▸ Assignment
From the entries, return every line where the string "blue" shows up.

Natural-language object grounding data
★ ★ ★

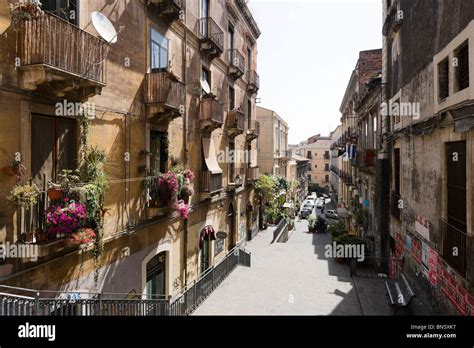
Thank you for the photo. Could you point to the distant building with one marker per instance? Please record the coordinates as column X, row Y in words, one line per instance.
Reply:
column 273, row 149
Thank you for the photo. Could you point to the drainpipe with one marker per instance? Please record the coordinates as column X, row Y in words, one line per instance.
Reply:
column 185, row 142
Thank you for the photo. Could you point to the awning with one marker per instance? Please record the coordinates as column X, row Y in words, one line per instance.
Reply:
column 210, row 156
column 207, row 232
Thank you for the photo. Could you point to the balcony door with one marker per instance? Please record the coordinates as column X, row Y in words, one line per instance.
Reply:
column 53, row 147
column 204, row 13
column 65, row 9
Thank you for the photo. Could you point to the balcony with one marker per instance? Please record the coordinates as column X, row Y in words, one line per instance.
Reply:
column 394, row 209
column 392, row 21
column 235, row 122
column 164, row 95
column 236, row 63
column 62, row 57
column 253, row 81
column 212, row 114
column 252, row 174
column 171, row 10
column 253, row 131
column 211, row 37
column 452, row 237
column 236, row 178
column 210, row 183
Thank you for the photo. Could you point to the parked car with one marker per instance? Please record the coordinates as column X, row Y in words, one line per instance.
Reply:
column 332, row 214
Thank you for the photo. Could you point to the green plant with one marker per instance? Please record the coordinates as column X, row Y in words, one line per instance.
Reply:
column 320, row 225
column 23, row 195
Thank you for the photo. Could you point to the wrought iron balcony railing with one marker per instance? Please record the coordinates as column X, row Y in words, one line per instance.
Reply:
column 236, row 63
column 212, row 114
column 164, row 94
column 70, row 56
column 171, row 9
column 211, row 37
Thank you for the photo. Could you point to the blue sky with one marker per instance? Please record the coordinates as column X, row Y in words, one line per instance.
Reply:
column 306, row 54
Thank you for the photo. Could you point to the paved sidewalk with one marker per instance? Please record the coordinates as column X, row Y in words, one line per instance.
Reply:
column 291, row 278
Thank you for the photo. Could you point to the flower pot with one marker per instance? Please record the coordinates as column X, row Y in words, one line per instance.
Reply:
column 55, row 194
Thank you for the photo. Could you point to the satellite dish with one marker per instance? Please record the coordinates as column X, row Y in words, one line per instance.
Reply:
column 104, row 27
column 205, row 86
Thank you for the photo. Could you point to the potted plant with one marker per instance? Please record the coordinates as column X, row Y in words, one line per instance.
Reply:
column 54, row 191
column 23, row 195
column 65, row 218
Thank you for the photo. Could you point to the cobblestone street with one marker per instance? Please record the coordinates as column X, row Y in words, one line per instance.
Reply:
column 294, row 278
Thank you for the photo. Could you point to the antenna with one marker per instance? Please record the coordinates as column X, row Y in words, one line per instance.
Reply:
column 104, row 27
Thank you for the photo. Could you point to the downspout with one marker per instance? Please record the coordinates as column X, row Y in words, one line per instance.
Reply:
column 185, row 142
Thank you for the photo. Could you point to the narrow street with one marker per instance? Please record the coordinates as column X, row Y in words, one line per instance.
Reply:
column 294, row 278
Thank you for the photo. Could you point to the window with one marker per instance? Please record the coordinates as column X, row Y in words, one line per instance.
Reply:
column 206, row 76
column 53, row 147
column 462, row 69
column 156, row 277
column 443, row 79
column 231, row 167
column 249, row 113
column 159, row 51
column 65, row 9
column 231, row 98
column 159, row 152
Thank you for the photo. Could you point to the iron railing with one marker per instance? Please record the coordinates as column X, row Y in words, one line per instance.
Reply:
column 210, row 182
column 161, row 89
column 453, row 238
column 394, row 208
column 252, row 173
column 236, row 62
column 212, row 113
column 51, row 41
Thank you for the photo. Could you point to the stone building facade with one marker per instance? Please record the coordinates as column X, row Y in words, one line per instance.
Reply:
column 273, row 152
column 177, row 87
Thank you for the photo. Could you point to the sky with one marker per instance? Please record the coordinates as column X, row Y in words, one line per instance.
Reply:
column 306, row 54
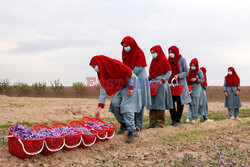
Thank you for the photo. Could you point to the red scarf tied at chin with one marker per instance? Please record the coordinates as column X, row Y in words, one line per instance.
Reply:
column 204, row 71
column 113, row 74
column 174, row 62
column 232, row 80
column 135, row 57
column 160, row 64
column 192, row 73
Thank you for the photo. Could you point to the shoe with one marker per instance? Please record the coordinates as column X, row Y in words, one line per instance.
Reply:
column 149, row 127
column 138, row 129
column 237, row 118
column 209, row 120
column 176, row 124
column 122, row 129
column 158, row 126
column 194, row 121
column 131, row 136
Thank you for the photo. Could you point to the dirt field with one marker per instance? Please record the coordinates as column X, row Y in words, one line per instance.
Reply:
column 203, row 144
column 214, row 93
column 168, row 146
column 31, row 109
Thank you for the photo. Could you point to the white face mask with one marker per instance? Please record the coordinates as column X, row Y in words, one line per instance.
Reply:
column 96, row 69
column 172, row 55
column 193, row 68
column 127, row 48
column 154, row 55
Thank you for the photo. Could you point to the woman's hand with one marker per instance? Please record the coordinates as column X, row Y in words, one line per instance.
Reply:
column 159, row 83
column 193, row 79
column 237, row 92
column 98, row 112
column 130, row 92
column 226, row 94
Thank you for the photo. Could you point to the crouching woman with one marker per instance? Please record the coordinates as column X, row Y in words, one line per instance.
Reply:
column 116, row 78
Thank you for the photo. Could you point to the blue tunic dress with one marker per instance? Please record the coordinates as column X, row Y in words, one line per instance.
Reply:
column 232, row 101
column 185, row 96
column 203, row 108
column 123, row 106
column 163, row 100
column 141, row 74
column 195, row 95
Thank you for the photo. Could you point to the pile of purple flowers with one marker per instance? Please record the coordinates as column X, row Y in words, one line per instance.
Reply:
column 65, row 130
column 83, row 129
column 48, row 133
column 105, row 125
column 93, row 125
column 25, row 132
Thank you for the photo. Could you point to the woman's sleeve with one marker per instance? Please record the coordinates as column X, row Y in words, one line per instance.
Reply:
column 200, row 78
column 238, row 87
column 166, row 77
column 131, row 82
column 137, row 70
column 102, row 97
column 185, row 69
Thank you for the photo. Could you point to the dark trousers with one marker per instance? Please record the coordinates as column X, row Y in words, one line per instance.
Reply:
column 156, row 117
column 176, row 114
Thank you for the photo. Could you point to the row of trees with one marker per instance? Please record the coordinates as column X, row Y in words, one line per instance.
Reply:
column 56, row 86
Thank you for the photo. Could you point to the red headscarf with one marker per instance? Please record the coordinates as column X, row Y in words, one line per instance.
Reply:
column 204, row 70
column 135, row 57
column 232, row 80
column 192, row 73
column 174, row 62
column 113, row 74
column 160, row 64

★ ★ ★

▸ Expected answer
Thank you for the photo. Could you point to the blue sky with one marker per instance? Please record the coordinates as column X, row Y in words, one line per instance.
Thank you for the photo. Could you point to the blue tunic dress with one marker per instance? Please record the coordinates as column X, row Y in words, one line per instance.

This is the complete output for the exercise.